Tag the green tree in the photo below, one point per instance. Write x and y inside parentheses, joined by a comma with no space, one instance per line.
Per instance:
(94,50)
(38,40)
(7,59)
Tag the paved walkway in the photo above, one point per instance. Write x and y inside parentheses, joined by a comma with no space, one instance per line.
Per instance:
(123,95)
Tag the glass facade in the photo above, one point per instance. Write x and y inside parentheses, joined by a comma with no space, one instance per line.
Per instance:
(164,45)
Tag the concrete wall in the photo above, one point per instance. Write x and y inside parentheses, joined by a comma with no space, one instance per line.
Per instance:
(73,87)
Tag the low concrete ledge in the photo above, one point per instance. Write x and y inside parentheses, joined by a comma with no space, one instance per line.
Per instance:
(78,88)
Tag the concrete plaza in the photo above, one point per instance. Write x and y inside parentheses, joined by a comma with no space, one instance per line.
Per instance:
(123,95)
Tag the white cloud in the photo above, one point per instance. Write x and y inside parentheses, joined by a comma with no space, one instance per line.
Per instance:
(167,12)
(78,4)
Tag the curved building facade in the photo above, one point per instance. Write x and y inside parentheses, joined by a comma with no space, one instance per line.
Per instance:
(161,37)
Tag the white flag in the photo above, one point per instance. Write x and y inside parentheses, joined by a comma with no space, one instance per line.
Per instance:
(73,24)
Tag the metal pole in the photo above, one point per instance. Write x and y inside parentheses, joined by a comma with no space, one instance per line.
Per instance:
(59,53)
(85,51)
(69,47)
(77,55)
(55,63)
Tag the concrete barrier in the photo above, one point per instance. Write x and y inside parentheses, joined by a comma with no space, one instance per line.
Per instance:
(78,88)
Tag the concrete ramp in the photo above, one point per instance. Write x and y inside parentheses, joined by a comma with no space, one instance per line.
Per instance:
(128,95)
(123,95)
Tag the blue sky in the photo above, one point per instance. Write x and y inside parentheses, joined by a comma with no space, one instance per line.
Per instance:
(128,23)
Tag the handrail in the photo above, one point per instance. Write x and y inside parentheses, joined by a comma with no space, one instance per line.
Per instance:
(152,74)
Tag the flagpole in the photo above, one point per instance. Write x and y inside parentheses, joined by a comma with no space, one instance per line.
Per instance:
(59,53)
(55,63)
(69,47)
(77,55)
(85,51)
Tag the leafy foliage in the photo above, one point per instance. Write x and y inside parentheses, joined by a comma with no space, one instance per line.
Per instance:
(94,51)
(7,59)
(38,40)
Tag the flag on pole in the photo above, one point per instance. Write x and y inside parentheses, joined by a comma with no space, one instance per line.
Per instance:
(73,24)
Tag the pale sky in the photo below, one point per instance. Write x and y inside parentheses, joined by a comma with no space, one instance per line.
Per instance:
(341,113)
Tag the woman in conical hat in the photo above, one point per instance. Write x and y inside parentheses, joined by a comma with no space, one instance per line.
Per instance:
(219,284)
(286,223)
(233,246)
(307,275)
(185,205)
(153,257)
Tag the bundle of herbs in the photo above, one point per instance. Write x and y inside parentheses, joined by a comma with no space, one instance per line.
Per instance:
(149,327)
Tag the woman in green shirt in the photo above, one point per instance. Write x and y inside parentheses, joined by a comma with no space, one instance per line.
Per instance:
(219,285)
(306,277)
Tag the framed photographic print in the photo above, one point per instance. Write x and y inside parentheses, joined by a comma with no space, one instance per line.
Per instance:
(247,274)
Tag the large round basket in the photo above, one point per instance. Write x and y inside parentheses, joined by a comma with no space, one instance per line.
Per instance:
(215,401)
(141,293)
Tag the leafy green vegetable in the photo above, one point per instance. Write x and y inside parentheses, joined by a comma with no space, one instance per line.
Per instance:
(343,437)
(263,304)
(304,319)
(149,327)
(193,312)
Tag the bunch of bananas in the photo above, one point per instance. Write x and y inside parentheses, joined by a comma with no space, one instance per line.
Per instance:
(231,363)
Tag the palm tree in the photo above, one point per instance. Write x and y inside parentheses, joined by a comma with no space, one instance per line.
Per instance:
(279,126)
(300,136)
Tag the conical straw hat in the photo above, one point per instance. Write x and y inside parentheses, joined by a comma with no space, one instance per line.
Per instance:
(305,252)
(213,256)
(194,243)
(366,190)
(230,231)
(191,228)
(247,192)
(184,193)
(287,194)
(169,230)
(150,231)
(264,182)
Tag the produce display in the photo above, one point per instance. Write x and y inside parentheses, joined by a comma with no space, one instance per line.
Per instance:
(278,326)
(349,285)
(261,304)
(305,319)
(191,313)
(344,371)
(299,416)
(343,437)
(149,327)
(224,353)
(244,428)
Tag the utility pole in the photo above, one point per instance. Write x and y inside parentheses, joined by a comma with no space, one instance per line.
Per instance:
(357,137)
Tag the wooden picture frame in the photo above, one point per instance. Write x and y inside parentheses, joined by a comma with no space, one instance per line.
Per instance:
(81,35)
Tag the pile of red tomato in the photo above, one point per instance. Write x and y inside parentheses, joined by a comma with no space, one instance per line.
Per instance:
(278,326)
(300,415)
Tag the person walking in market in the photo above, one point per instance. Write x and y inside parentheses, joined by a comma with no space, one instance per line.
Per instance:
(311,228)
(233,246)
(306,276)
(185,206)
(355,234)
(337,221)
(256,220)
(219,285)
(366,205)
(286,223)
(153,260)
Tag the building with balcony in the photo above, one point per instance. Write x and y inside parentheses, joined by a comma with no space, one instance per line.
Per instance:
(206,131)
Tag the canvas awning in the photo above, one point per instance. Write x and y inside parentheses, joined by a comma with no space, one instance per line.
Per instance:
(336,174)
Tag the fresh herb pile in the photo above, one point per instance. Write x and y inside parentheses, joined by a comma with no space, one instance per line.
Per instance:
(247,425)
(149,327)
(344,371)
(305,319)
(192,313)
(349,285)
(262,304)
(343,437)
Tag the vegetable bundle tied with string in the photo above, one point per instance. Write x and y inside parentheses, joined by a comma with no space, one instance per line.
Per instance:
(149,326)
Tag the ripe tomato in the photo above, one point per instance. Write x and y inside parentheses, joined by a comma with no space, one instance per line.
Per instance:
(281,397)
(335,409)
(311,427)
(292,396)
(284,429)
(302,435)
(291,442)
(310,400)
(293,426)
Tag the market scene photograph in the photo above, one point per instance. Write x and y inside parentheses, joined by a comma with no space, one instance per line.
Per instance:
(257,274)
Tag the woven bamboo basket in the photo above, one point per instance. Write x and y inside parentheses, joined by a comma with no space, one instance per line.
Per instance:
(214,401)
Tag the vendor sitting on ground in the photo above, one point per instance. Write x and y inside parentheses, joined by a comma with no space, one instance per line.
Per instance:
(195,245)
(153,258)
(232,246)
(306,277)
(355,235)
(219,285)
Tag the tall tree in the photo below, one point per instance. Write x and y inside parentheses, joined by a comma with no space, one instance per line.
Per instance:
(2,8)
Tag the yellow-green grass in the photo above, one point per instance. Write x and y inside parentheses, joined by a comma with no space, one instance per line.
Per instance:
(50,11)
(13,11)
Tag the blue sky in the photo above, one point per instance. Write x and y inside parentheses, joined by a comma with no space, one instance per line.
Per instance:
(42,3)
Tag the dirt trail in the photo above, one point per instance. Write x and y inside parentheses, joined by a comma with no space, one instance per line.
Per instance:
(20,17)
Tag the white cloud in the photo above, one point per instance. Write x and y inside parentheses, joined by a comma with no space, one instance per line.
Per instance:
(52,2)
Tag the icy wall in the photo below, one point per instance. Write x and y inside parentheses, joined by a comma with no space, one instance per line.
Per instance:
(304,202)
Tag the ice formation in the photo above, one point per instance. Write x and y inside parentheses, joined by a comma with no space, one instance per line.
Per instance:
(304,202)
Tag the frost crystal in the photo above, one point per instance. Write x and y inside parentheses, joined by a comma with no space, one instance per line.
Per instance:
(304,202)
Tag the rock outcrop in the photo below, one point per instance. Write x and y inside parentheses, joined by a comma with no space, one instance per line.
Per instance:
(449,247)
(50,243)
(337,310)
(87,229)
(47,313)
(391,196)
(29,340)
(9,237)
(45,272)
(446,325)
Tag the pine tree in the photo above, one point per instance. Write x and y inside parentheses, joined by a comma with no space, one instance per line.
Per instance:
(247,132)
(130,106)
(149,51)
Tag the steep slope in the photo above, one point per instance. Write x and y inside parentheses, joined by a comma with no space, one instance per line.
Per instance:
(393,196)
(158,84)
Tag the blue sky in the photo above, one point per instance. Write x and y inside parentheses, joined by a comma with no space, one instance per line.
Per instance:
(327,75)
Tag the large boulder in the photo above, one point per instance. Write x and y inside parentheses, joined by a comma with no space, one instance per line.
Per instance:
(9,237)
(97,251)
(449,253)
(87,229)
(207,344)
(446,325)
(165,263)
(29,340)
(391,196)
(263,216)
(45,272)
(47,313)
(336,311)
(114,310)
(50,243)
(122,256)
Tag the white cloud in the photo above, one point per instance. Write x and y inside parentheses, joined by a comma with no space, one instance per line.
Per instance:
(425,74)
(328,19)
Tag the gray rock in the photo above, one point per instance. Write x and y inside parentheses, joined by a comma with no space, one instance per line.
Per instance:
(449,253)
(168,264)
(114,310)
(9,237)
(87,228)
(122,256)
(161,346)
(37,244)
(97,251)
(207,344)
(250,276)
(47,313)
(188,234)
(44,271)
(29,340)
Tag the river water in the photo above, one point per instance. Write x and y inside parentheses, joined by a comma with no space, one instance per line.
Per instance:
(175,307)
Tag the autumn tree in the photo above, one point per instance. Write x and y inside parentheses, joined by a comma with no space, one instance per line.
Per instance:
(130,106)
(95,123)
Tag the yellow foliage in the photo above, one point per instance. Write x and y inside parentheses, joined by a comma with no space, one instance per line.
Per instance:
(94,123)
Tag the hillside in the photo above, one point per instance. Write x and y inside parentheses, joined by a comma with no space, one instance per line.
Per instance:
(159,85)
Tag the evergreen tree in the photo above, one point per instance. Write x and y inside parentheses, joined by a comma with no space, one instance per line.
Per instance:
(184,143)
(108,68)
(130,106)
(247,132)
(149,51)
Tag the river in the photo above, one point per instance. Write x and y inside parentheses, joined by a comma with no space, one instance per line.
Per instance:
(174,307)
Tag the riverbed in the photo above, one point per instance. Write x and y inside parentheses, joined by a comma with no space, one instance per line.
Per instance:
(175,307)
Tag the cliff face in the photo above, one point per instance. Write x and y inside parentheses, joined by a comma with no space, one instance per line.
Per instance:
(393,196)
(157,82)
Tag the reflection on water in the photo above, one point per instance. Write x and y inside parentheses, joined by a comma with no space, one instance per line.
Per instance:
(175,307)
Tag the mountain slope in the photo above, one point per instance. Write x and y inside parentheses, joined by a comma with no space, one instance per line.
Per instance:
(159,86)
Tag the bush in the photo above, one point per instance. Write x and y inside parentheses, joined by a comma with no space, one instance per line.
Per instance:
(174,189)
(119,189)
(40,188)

-- -- --

From the records above, copy every line that holds the word "facade".

Tag the glass facade in the photo above, one point per instance. Write x and y inside parentheses, joined by a comma with no space, one instance per line.
Tag the curved building facade in the photo above, one point per instance. Write x and y inside parentheses, joined by a comma with no space, one instance per line.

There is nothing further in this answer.